Show every line of the records that contains the string "road", treating uppercase and lowercase as different.
* START Listed records *
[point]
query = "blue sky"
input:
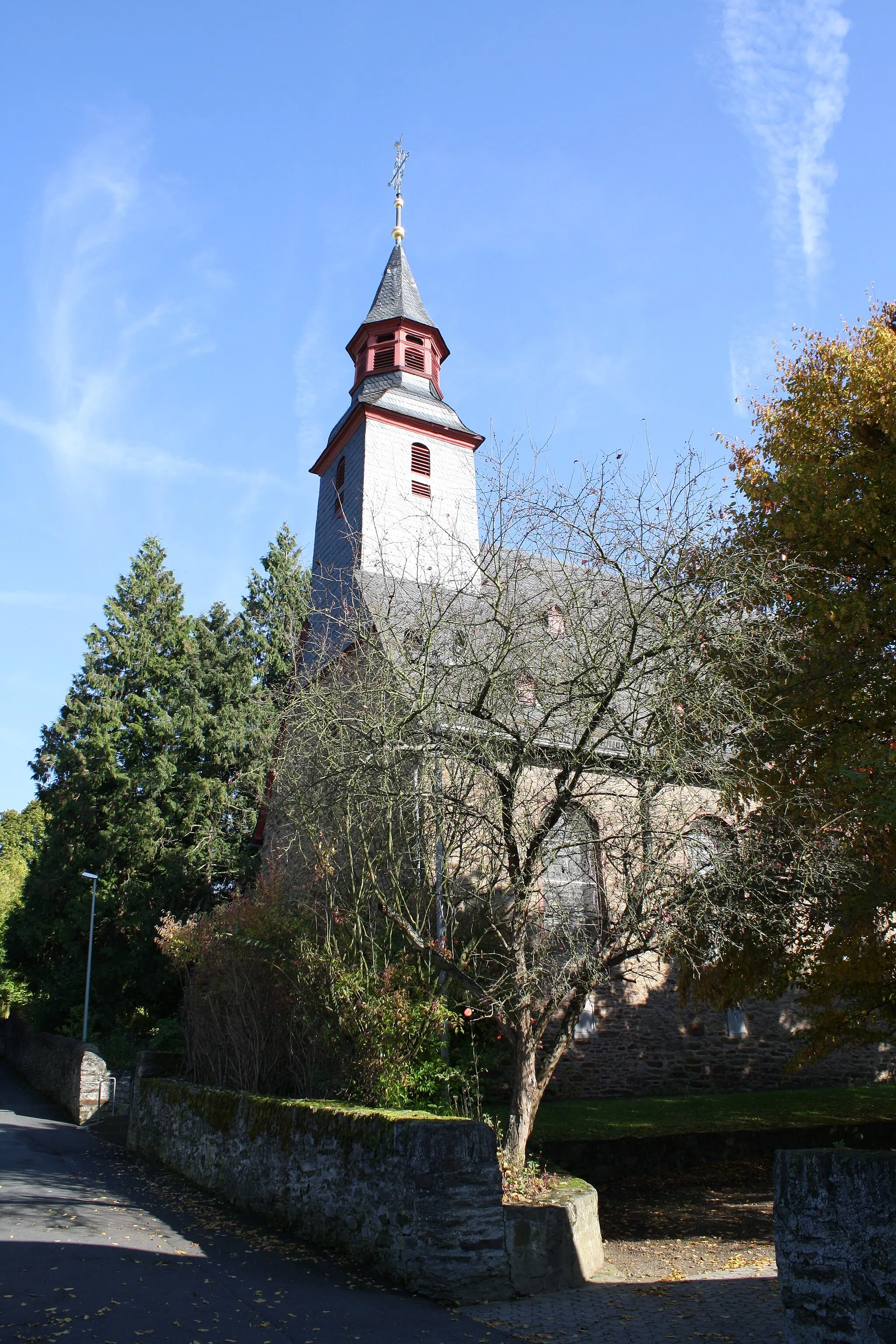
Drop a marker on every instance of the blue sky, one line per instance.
(612, 213)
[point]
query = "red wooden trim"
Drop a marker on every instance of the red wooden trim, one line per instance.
(465, 439)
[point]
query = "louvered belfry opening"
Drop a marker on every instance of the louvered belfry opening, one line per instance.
(421, 467)
(414, 353)
(421, 460)
(340, 487)
(385, 354)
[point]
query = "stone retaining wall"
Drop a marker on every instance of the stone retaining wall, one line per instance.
(417, 1197)
(69, 1071)
(836, 1245)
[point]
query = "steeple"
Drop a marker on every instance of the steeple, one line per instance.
(398, 295)
(398, 479)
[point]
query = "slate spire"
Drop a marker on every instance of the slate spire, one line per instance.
(398, 295)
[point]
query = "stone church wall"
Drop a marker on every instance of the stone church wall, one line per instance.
(637, 1041)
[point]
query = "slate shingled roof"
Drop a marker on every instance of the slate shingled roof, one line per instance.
(398, 295)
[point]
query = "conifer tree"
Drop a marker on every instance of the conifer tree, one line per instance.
(276, 607)
(820, 495)
(152, 777)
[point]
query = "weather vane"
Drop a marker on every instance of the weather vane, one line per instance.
(396, 181)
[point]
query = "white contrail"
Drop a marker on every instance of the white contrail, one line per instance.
(789, 84)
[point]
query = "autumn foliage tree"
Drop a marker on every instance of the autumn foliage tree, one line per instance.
(819, 490)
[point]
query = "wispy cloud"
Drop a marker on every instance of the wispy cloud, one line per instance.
(117, 301)
(789, 88)
(60, 601)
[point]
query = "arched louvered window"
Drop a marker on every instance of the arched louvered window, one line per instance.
(571, 882)
(421, 463)
(340, 486)
(414, 353)
(385, 351)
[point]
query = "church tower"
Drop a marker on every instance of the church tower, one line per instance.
(398, 478)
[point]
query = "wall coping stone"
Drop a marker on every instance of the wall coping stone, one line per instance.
(418, 1197)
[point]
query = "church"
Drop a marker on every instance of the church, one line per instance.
(398, 498)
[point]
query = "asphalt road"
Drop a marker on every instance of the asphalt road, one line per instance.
(96, 1245)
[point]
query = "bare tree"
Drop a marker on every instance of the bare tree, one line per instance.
(519, 769)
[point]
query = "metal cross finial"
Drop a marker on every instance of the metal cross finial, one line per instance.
(398, 171)
(396, 181)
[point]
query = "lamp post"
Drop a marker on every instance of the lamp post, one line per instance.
(93, 912)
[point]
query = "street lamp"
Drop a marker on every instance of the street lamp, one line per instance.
(93, 912)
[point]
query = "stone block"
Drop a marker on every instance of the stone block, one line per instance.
(555, 1244)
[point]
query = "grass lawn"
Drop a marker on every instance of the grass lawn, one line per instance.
(645, 1117)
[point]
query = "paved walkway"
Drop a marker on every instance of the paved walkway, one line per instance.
(724, 1308)
(97, 1246)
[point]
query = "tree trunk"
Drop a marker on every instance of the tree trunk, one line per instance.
(526, 1096)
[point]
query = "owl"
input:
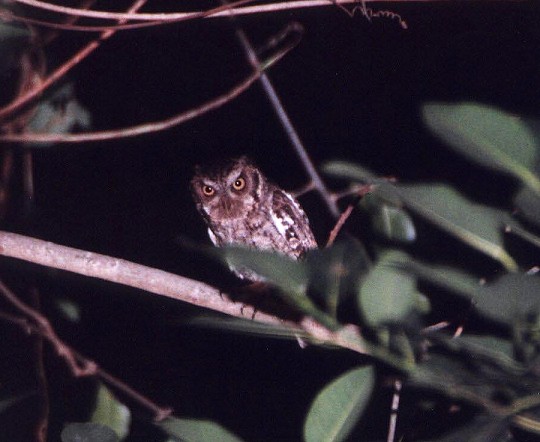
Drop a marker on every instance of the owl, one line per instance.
(242, 208)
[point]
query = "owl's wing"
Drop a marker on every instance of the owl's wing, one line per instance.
(292, 223)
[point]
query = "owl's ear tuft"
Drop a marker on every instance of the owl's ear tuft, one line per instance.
(245, 161)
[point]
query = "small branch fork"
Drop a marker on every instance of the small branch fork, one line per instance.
(35, 323)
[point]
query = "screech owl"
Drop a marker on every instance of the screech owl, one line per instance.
(241, 207)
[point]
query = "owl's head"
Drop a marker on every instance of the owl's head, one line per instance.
(228, 191)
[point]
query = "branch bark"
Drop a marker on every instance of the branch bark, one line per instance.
(163, 283)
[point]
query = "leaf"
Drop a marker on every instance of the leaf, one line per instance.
(482, 428)
(334, 272)
(88, 432)
(339, 405)
(388, 220)
(195, 430)
(447, 277)
(388, 293)
(477, 225)
(111, 413)
(488, 136)
(10, 401)
(528, 204)
(60, 114)
(351, 171)
(509, 298)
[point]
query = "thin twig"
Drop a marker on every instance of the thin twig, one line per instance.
(265, 8)
(45, 329)
(339, 225)
(159, 412)
(393, 412)
(11, 109)
(285, 121)
(10, 16)
(151, 127)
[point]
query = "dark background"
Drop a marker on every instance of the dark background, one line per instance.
(353, 88)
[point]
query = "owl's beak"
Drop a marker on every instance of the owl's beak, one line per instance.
(225, 205)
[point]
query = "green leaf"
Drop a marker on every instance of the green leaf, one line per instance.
(337, 408)
(111, 413)
(334, 272)
(88, 432)
(528, 205)
(488, 136)
(515, 228)
(477, 225)
(449, 278)
(195, 430)
(509, 298)
(10, 401)
(59, 114)
(388, 293)
(482, 428)
(351, 171)
(388, 220)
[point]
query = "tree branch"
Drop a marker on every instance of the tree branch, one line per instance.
(163, 283)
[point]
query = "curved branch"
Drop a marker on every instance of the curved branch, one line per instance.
(163, 283)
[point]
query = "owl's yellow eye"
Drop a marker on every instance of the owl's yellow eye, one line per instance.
(208, 190)
(239, 183)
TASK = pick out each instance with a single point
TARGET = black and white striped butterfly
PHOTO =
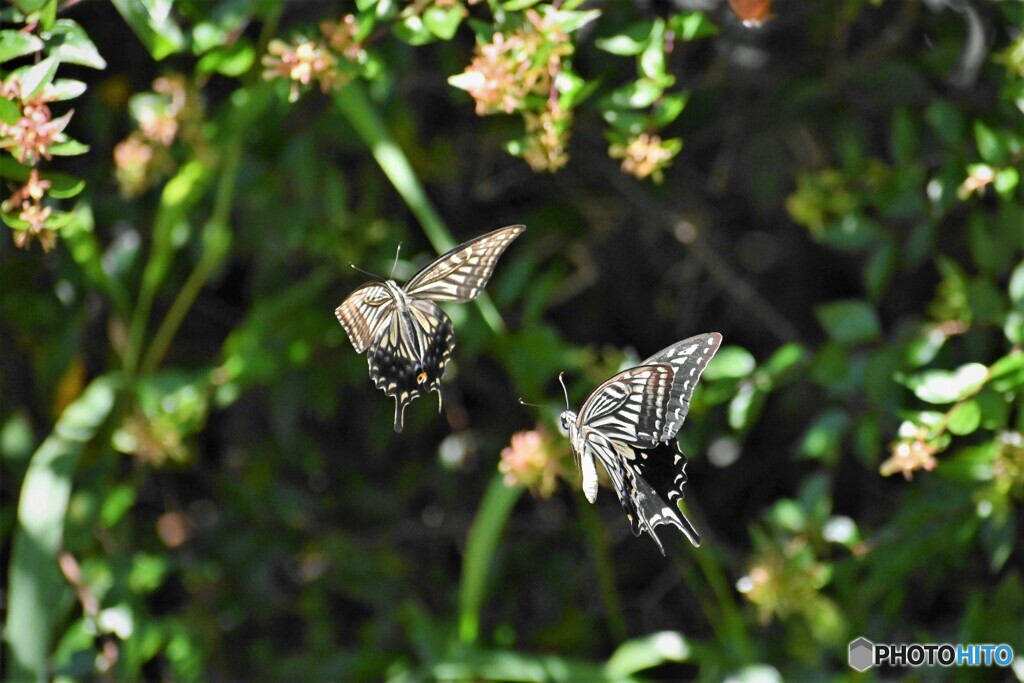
* END Listed records *
_Correct output:_
query = "asphalt road"
Drop a marker on every instance of the asphalt road, one line per instance.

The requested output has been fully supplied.